··· Raw records

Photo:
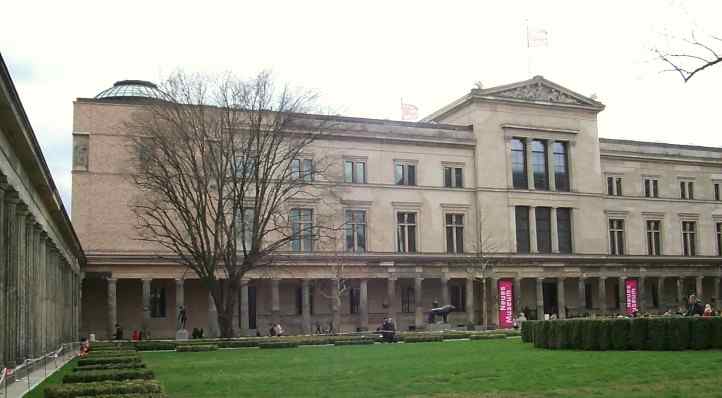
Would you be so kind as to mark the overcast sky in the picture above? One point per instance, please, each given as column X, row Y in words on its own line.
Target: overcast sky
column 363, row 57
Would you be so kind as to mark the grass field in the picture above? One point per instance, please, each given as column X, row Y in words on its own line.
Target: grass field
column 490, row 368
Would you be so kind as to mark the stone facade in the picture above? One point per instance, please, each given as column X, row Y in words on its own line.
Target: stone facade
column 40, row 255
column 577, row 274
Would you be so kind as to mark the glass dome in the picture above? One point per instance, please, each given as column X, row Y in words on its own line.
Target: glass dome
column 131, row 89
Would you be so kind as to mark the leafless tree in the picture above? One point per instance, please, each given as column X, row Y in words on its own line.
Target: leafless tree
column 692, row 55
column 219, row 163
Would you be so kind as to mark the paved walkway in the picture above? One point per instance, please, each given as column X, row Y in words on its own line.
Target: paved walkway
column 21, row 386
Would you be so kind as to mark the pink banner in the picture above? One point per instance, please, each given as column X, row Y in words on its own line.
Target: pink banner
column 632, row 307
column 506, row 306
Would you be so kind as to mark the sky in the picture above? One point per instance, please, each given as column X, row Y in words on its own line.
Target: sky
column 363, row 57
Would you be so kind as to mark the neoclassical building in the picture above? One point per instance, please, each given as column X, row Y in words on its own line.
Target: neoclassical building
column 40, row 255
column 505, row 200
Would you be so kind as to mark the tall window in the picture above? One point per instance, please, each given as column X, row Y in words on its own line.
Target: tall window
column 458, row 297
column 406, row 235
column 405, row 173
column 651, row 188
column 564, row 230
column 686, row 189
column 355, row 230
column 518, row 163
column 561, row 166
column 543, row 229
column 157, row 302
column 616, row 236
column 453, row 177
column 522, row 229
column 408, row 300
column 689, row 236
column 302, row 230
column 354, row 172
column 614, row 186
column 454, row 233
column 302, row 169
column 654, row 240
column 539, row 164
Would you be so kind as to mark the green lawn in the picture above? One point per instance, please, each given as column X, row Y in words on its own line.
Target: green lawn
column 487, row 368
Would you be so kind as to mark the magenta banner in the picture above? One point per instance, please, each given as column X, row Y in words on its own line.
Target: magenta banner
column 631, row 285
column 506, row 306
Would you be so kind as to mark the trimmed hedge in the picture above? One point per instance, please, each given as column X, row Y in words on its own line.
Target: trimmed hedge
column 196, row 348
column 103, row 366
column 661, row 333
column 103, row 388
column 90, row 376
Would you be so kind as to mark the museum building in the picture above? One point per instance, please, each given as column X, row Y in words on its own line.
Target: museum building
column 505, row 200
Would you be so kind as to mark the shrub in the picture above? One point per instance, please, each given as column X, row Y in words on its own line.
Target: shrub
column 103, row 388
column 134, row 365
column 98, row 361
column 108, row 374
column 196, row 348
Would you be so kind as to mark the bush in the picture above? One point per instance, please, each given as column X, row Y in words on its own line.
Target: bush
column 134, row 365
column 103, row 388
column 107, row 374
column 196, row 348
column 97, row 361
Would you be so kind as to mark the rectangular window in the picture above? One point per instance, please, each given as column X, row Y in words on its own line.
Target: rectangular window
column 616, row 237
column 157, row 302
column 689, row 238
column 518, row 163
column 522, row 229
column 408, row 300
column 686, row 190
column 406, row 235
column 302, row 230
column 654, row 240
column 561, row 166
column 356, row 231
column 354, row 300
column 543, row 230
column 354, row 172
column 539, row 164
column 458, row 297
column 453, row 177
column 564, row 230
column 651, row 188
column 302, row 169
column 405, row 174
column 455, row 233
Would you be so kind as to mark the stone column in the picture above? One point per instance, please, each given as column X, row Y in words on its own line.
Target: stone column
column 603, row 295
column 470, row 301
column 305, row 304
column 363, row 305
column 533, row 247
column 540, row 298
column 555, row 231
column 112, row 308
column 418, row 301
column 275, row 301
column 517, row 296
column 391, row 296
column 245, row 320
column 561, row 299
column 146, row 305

······

## What you are asked to do
Reproduce, without any changes, the stretch of the entries above from the line containing "Would you be so kind as to mark the bush" through the line containing "column 97, row 361".

## Written response
Would you be so kind as to mark the bush in the picture above? One point per instance, please, each given as column X, row Y in words on its own line.
Target: bush
column 134, row 365
column 103, row 388
column 107, row 374
column 196, row 348
column 97, row 361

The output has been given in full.